Il y a huit cent ans, saint François faisait approuver la règle de sa petite communauté par le pape Innocent III, donnant ainsi naissance à l’ordre franciscain. Retour sur une vie bien remplie – parce que toute donnée a Dieu et au prochain.

Lorsqu’il nait en l’an de grâce 1182, à l’ombre du mont Subiaso, rien ne prédestine le célèbre Assisiate à la vie d’effrayant ascétisme qu’il s’infligera. Le futur amant de la pauvreté est un riche. Son père, Pierre di Bernardone, appartient à une opulente lignée de marchands drapiers, les Moriconi de Lucques. Quant à sa mère, Donna Pica, tout ce qu’on sait, c’est qu’elle vient de Provence. D’où peut-être le prénom inattendu du petit « François », pourtant baptisé Jean ? Comment Giovanni s’est-il changé en Francesco ? Quoi qu’il en soit, François doit sans doute le nom sous lequel il s’est immortalise a l’amour de notre pays, pays des chevaliers et des trouvères, qu’il se choisira plus tard comme champ d’apostolat, a cause de l’honneur qu’on y rendait a la Sainte Eucharistie.

Jeunesse dorée

Dans sa prime jeunesse, ce n’est pas la dévotion qui l’inspire, mais la poésie. Ame sensible et ardente, le jeune homme se prend d’enthousiasme pour les chansons de geste et les romans de chevalerie importés d’au-delà des monts, les poèmes courtois que les troubadours de Languedoc et de Provence viennent chanter en Italie. Lui aussi veut imiter ces champions de la « gaie science » et, avec la passion qu’il met en toutes choses, ne rêve plus que de les surpasser. C’est ainsi qu’il devient le prince de la jeunesse d’Assise, dépensant dans une folle prodigalité la fortune de son père en festins et cortèges. Mais de jongleur, François veut devenir chevalier : le virelai ne suffit plus, il faut la chanson de geste. L’époque n’est avare ni en guerres ni en aventures riches d’héroïsme – occasions d’éprouver son courage et de rafler la gloire. A la mort de l’empereur Henri VI, un schisme éclate en Allemagne, deux candidats rivaux sont élus et couronnés : le gibelin Philippe de Souabe, et le guelfe Othon de Brunswick. Au même moment, le Sacré Collège élit un pape de trente-sept ans, destiné à faire triompher les droits de l’Eglise : Innocent III. La république d’Assise et la cité de Pérouse profitent des troubles pour régler leurs vieux contentieux : au Ponte San Giovanni sur le Tibre, les milices assisiates sont écrasées sous le choc pérousin, et ceux qui en sortent vivants sont faits prisonniers. François est de ceux-là. Il est libéré l’automne suivant. Déçu de ses débuts d’apprenti-chevalier, il passe de longues semaines dans une sorte d’abattement physique et moral, sans n’avoir plus gout à rien. C’est alors qu’il a l’occasion de repartir en armes rejoindre en Pouilles le chef victorieux des armées pontificales, Gauthier de Brienne. Parti dans un enthousiasme délirant, François doit cependant s’arrêter, malade, des Spolète, puis s’aliter. Dans sa chambre, une voix lui parle : « Qui peut te faire le plus grand bien : le maitre ou le serviteur ? – Le maitre, répond François. – Pourquoi donc laisses-tu le maitre pour le serviteur ? » Comme Saul en route vers Damas, François comprend maintenant quel est celui qui l’arrête en pleine course : « Seigneur, que voulez-vous que je fasse ? – Retourne dans ta patrie : la, on te dira ce que tu as à faire. »

**Consigne:** Relevez tous les genres littéraires ou poétiques que cite le texte sur saint François, en ne mentionnant chacun qu'une fois.

**Extraits du corpus:**
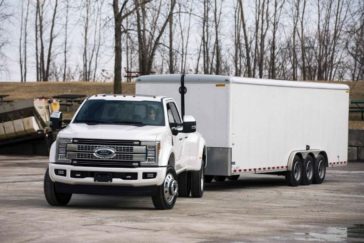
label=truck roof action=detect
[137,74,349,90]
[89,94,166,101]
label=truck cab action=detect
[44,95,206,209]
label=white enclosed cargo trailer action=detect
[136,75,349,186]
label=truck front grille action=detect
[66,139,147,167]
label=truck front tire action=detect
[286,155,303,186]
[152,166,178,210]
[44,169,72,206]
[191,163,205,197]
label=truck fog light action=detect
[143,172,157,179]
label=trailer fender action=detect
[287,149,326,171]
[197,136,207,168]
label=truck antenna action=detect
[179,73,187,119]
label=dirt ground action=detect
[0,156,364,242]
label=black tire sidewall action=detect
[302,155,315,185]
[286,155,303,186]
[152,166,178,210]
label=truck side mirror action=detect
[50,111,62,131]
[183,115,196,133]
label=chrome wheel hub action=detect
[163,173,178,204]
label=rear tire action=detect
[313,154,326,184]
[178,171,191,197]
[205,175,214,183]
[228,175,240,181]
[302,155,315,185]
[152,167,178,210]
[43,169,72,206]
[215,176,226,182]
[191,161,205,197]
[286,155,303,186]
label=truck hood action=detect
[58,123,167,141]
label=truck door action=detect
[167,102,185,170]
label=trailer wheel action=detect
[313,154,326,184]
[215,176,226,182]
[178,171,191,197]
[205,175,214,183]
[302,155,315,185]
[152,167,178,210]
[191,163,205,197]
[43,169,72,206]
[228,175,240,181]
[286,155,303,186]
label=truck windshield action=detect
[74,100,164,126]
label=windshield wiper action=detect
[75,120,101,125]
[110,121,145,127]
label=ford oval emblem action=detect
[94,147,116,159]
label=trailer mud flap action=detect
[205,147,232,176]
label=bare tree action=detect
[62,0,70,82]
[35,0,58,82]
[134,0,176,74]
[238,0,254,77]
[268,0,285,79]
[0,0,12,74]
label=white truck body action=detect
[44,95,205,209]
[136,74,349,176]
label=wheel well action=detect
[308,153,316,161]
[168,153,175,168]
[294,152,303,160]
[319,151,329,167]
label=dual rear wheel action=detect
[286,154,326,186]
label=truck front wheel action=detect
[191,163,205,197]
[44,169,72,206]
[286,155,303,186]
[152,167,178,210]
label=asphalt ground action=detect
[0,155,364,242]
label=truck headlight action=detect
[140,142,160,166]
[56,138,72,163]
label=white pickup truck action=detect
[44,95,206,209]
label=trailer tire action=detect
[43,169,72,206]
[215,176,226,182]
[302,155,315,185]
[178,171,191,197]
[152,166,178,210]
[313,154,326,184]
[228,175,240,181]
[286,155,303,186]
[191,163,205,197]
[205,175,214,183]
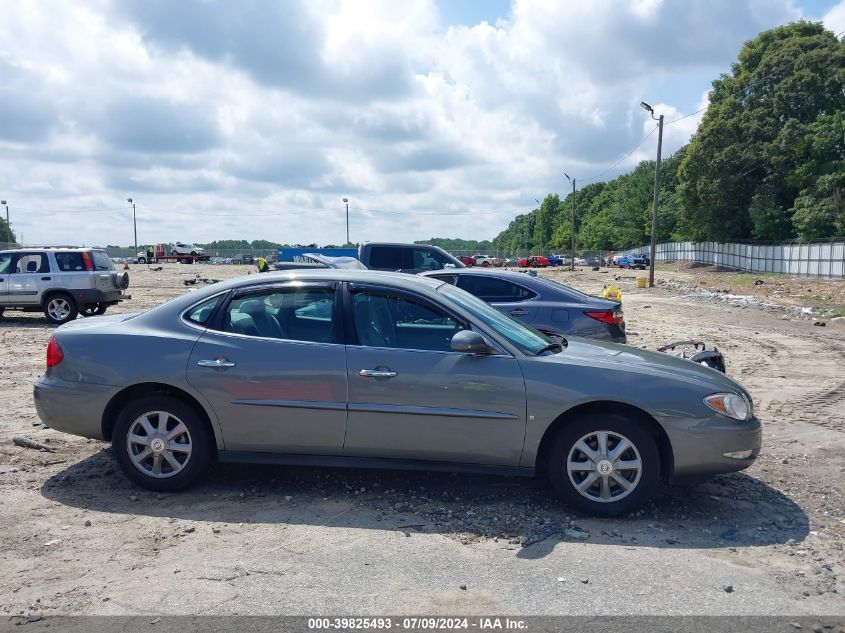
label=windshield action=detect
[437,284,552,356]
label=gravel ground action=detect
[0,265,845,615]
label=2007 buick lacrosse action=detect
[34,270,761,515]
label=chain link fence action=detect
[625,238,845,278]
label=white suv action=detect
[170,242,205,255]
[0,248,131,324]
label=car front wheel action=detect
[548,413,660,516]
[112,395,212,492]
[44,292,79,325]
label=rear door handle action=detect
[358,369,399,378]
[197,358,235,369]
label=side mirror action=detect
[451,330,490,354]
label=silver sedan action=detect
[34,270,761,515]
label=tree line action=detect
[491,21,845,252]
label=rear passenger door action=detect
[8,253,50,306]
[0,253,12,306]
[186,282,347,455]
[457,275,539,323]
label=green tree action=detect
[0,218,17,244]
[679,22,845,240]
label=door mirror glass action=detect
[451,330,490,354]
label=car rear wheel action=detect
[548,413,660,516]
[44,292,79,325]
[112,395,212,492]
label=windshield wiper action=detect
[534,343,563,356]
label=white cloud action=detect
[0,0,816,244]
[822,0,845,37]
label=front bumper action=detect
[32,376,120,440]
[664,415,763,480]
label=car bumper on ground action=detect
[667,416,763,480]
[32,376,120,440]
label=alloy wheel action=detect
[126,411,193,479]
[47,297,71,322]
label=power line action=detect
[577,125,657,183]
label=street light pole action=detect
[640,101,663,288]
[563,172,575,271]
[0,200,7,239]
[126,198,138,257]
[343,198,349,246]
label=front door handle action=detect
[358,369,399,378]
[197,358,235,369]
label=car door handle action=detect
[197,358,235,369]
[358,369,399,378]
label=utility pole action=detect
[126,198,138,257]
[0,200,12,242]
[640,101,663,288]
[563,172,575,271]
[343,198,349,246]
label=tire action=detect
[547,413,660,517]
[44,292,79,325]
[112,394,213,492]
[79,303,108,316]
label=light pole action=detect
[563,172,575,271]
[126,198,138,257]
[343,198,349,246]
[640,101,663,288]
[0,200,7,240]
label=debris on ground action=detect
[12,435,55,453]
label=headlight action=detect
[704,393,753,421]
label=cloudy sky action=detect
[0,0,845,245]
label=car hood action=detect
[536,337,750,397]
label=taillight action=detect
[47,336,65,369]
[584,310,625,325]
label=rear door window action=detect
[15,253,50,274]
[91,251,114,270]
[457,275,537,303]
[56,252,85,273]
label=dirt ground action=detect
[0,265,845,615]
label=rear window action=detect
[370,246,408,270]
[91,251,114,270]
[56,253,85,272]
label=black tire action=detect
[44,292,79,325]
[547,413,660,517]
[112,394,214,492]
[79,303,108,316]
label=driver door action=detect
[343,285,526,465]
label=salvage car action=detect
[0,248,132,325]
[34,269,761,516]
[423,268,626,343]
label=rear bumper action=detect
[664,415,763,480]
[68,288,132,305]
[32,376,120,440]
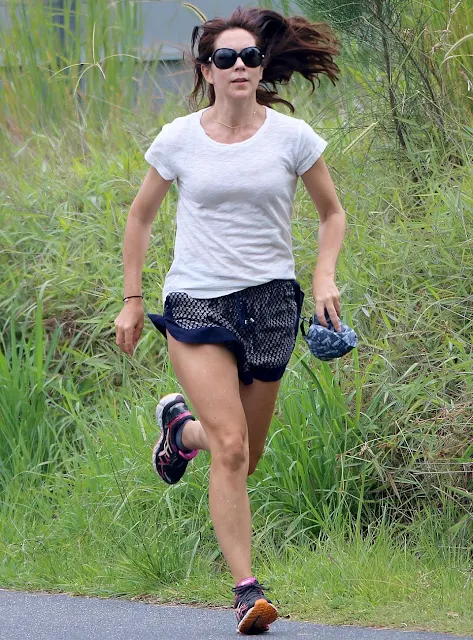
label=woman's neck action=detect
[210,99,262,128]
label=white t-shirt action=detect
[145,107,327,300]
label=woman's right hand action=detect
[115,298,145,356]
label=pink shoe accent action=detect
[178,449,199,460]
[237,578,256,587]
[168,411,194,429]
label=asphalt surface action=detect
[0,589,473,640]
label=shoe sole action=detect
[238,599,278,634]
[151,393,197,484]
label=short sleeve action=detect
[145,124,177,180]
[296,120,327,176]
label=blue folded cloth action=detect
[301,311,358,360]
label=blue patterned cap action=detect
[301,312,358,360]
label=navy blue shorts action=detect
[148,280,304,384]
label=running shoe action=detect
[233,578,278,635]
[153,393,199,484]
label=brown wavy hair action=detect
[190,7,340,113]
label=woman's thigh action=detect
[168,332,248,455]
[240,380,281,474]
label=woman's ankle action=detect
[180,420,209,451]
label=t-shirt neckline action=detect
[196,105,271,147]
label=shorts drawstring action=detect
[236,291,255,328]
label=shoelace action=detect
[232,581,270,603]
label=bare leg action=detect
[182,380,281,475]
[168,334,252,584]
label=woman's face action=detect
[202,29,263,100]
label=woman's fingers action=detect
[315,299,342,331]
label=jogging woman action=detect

**Réponse attendue:** Les chansons de geste, les romans de chevalerie, les poèmes courtois et le virelai.